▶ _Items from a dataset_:
****

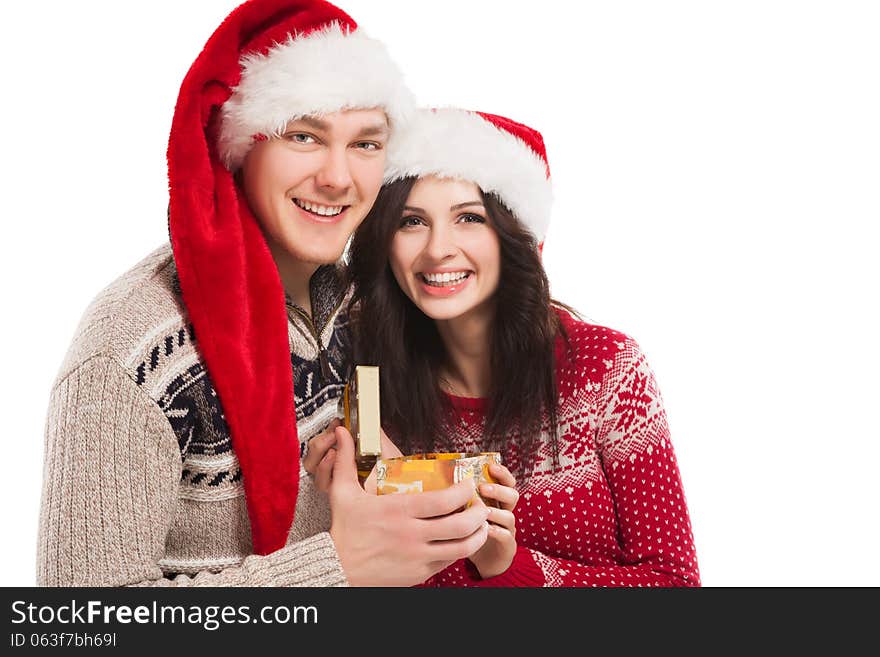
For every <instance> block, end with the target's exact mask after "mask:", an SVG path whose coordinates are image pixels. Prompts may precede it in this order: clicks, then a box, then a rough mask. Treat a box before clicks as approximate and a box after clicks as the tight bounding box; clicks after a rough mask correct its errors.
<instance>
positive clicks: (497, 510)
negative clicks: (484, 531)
mask: <svg viewBox="0 0 880 657" xmlns="http://www.w3.org/2000/svg"><path fill="white" fill-rule="evenodd" d="M487 520H488V521H489V529H491V528H492V527H494V526H496V525H498V526H500V527H504V528H505V529H507V530H508V531H511V532H512V531H513V530H514V528H515V527H516V517H515V516H514V515H513V513H511V512H510V511H505V510H504V509H489V517H488V518H487Z"/></svg>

****

▶ _EXERCISE GOAL_:
Please give back all the records above word for word, with no pictures included.

▶ _ANSWER SPACE_:
For every <instance> block, end with the target's exact mask after "mask:", an SVG path whose coordinates are image pixels. Prompts may precede it in this order: clicks, then a box, then a rough mask. Treat a box before clicks as approximate and a box after clicks as the tight bounding box; clicks after a rough mask correct its errors.
<instance>
positive clicks: (497, 510)
negative clicks: (484, 531)
mask: <svg viewBox="0 0 880 657" xmlns="http://www.w3.org/2000/svg"><path fill="white" fill-rule="evenodd" d="M487 520H488V521H489V529H491V528H492V527H494V526H496V525H498V526H500V527H504V528H505V529H507V530H508V531H511V532H512V531H513V530H514V528H515V527H516V517H515V516H514V515H513V513H511V512H510V511H505V510H504V509H489V517H488V518H487Z"/></svg>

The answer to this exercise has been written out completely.